## Exercise tasks
#1 According to the passage on the TV series 24, in what year did the writer start watching the show?
#2 Carry on writing the reflection on the TV series 24, picking up right after its final sentence.

## Passage provided

——

Two shows that revolutionized my television watching experience are coming to an end at the end of this season. I thought this would be a good time to memorialize one of them: 24.
Spoilers ahead: reader beware
I started watching 24 in 2004, three years after it premiered on Fox. I watched the first three seasons on DVD and was blown away. The concept was so novel, a TV series that occurs in real time, as the shows opening line states, "The following events take place between 8:00 am and 9:00 am. Events occur in real time." This line starts every episode, only the time changes. What is interesting, is that watching other shows I sometimes tend to expect things to be happening in real time. Nevertheless, the concept was brilliant, one season, one day, 24 hours. The only real problem for "real time" viewing is that sometimes the events could not possibly happen in real time. For example, Jack can drive clear across LA county in about 10 minutes. Ask anyone who has even been to LA and they will tell you know that is an impossibility.

——

## Data extract
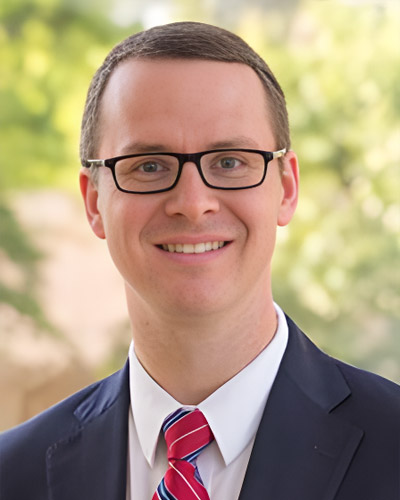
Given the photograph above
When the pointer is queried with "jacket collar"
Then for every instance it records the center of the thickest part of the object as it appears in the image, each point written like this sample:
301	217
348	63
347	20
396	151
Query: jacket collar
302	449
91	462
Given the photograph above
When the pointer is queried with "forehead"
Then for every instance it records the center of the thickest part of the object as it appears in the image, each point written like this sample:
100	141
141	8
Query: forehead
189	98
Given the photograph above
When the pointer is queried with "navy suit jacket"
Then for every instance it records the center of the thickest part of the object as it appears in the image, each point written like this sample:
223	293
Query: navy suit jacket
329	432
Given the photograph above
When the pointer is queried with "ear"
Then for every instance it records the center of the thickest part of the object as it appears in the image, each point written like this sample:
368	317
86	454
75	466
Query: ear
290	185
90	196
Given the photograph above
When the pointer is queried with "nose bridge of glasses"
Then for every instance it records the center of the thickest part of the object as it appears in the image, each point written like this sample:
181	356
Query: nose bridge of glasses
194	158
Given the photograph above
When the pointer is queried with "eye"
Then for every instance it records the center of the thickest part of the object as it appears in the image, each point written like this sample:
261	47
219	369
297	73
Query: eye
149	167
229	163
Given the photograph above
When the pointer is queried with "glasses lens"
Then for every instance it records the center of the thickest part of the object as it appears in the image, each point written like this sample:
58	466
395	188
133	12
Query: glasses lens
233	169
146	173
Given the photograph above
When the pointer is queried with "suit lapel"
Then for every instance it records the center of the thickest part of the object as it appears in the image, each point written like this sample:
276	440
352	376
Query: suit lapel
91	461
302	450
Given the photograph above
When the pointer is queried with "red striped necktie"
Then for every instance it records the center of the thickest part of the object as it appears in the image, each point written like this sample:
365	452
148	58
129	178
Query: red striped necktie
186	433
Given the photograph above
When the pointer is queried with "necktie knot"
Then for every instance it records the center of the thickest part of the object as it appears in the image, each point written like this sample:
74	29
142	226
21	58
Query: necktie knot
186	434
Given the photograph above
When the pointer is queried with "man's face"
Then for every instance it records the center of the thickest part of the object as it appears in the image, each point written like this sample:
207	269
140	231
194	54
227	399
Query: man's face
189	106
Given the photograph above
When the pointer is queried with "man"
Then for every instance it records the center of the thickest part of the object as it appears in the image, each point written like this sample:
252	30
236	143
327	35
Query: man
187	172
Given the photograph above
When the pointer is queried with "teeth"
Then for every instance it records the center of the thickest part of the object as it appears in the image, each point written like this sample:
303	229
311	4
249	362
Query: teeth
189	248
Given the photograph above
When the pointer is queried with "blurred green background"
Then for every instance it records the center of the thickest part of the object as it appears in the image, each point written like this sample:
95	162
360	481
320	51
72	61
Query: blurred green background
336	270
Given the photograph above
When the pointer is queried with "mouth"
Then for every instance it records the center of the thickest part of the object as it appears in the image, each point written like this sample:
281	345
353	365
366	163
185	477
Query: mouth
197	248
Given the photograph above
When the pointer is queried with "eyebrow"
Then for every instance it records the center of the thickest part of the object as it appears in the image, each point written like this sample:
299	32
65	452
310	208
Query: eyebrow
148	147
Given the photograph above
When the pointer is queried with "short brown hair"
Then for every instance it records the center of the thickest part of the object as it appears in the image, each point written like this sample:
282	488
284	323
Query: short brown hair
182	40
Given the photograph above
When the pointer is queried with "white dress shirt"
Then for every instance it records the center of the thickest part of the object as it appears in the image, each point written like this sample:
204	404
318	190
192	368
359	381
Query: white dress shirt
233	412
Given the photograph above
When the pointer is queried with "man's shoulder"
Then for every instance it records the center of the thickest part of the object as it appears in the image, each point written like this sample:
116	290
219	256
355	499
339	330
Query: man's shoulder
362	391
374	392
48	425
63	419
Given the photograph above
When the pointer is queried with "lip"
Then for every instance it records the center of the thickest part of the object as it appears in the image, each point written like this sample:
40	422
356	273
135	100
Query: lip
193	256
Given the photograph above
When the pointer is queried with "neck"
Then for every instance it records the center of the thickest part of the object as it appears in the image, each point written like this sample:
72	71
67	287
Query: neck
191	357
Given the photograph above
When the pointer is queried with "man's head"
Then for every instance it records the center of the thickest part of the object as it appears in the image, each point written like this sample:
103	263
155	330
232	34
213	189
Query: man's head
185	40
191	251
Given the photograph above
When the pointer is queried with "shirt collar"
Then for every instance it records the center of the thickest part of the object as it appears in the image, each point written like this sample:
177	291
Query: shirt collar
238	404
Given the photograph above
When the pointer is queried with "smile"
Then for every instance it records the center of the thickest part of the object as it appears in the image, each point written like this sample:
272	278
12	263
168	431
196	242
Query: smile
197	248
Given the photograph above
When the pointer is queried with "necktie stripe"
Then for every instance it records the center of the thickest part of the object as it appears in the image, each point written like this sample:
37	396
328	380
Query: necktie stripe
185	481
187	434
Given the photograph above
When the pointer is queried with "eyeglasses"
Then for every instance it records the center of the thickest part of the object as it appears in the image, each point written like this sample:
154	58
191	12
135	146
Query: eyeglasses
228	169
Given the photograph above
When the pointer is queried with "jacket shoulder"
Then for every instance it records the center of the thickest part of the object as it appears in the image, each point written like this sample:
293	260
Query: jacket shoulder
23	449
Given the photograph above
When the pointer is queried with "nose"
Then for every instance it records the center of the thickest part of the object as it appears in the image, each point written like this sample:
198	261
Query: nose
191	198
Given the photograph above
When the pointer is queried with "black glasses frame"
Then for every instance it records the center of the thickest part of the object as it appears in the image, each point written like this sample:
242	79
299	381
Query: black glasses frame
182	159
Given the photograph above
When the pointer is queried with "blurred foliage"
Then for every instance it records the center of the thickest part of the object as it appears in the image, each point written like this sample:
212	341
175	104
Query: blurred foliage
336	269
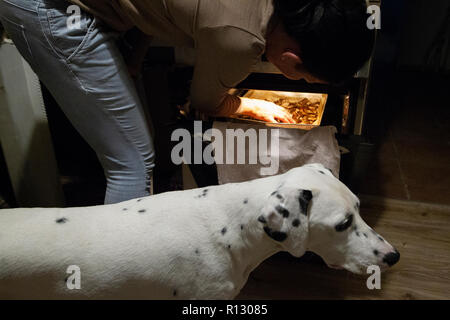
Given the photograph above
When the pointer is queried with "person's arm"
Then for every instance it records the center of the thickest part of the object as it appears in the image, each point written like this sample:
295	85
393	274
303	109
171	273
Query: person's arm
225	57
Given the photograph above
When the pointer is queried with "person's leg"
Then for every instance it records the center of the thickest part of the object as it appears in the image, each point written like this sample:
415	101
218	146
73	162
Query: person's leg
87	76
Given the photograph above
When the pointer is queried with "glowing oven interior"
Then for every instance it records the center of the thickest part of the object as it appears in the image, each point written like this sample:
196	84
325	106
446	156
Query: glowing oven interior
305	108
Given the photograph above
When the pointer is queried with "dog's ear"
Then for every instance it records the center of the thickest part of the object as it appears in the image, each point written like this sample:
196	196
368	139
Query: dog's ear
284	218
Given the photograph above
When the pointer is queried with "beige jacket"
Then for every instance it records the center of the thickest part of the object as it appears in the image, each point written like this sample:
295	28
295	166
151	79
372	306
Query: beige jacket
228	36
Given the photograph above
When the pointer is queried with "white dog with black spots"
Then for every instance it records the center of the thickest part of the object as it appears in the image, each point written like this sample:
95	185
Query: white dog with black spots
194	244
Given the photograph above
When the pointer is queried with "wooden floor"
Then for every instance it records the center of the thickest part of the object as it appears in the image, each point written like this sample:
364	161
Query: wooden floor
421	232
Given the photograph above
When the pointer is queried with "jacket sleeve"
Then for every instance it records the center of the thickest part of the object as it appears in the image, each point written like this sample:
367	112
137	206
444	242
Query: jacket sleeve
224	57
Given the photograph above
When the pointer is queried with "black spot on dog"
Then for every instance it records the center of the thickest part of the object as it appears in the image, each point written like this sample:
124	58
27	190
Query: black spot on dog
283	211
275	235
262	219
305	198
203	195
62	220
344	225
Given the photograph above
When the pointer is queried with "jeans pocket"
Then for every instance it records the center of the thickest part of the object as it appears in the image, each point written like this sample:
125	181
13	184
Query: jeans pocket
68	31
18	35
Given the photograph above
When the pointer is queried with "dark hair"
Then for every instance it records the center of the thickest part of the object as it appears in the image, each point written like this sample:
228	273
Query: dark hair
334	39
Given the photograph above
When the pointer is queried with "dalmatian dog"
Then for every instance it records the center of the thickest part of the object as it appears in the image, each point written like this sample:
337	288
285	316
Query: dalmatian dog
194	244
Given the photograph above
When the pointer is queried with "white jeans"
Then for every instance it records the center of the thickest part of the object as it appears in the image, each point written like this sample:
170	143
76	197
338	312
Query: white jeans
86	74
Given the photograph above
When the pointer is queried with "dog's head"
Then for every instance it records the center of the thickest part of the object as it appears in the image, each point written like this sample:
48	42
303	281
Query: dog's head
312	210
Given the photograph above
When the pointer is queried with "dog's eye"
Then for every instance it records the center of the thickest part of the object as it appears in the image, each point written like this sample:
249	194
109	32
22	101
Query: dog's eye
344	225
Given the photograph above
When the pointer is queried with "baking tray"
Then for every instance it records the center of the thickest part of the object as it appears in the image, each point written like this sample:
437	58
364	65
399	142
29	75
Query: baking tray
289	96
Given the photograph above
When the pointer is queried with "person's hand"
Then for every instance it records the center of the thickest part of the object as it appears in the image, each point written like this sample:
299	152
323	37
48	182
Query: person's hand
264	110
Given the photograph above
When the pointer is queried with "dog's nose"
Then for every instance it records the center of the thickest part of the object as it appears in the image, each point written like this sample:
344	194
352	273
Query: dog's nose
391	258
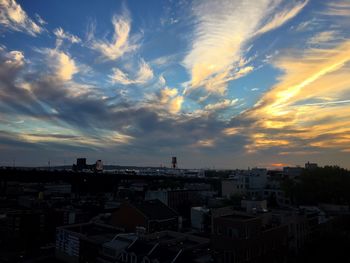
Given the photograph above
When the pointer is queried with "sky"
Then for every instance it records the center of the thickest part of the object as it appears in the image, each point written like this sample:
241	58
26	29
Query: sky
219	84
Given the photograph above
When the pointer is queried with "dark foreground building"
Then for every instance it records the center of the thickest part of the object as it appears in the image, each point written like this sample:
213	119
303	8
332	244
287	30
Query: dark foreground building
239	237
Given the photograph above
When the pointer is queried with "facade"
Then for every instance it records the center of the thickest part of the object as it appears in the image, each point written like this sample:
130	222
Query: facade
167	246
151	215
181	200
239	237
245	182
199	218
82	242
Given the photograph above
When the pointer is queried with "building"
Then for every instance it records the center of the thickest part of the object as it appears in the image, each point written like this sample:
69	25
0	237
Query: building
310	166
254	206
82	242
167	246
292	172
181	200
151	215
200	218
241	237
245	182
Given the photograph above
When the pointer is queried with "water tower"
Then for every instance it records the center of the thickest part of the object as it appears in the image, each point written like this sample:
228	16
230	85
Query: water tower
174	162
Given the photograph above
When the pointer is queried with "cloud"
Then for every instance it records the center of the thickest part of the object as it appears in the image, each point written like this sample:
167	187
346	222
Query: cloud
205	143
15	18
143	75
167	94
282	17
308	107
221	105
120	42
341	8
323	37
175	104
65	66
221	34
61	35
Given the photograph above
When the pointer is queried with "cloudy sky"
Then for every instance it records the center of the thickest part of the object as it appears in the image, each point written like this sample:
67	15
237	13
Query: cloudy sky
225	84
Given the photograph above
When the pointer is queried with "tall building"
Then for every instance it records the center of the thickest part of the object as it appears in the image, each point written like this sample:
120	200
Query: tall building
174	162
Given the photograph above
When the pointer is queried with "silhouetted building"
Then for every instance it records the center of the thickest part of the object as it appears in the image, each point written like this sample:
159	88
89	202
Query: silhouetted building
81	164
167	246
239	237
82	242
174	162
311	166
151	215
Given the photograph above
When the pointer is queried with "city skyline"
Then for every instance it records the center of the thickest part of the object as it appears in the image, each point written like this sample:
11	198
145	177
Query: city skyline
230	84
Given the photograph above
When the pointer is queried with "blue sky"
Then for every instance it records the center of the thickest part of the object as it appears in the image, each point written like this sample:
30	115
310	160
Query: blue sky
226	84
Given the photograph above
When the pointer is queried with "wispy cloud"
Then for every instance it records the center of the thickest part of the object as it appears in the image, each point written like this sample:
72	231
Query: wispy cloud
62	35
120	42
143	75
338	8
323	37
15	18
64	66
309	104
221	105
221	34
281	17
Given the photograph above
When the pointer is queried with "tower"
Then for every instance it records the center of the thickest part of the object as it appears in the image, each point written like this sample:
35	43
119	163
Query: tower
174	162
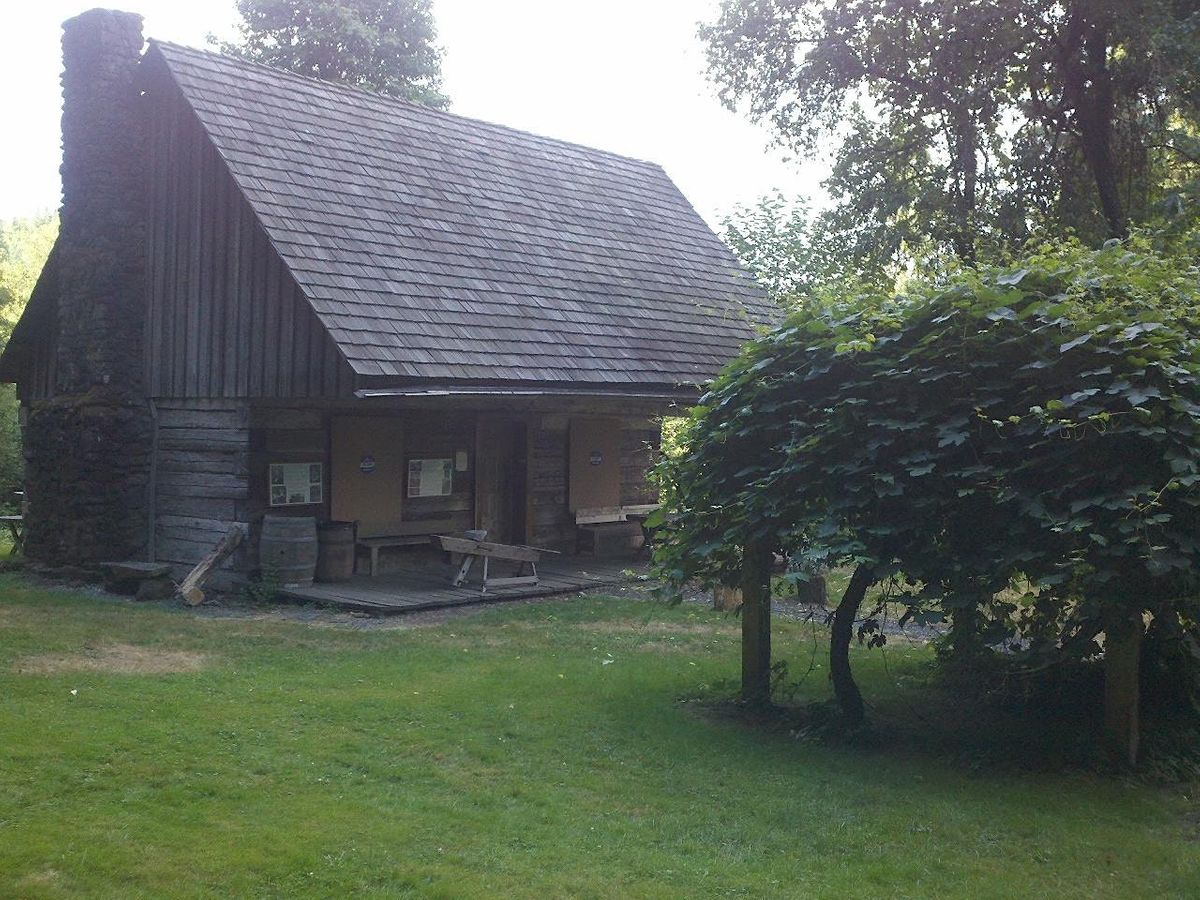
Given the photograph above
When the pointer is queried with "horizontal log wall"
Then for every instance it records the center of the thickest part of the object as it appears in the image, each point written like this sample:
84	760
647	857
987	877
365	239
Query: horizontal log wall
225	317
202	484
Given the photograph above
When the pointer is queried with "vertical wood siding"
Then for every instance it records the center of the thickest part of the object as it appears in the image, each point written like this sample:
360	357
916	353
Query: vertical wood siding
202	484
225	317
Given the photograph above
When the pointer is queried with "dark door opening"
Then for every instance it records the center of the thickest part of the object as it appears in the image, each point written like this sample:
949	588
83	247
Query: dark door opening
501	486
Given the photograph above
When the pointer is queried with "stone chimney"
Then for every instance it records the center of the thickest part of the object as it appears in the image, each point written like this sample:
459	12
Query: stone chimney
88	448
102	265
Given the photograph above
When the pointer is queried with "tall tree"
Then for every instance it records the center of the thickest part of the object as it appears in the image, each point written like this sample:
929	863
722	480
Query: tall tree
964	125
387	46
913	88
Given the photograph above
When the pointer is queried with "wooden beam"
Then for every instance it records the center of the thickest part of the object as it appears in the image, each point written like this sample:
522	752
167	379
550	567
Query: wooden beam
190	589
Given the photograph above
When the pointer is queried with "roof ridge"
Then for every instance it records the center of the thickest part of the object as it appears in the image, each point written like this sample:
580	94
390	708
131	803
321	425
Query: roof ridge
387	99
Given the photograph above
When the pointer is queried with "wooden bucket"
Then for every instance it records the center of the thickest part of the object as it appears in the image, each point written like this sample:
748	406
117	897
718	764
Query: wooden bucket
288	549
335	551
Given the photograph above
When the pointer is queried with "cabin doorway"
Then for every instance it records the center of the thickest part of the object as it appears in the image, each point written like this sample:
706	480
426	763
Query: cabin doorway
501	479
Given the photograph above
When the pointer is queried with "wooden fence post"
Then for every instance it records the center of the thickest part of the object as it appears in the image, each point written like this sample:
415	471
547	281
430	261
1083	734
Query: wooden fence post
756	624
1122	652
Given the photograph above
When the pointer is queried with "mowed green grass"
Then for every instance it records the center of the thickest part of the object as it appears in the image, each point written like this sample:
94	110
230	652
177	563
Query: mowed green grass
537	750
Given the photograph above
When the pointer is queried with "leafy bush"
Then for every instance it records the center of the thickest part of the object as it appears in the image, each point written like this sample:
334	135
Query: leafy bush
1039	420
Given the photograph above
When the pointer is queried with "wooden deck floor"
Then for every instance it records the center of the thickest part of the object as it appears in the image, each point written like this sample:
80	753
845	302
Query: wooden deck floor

——

## Responses for each task
#1 2004

#2
In 2007 my girlfriend (now my wife) decided to take what we called the 24 challenge. That is, watch a full season of 24 in 24 hours. We decided to watch season 2 which begins at 8:00 am. So, we got up early on a Saturday morning and popped in the DVD and started along with the show at 8:00 am. We proceeded to start every episode in real time, corresponding to the show. This meant that we had about 15 minutes for break between each episode (the DVD's don't account for the commercials). By the middle of the night after about 18 hours of 24, we were considering skipping our 15 minute breaks and just watching straight through. That would have got us to bed about an hour and a half earlier. As it was, we stayed strong, kept our schedule and finished the season at about 7:45 on Sunday morning. The last few episodes were a blur and the breaks now consisted of calisthenics to stay awake. In the end, a great experience, but one that I am not eager to repeat. So, what makes 24 so great? It is a formula show. It is not complicated. Follow the formula and keep the audience happy. So, what is the formula?
First rule of 24: Jack is always right. Jack has an infallible moral compass. Everyone else gets conflicted from time to time, but Jack is steady and never has to debate a decision. He just knows what to do. So, you can determine the relative goodness or badness of any character on 24 based upon their current relation to and opinion of Jack.
Rule number two, don't ever disagree with Jack. If Jack says it needs to be done, do it.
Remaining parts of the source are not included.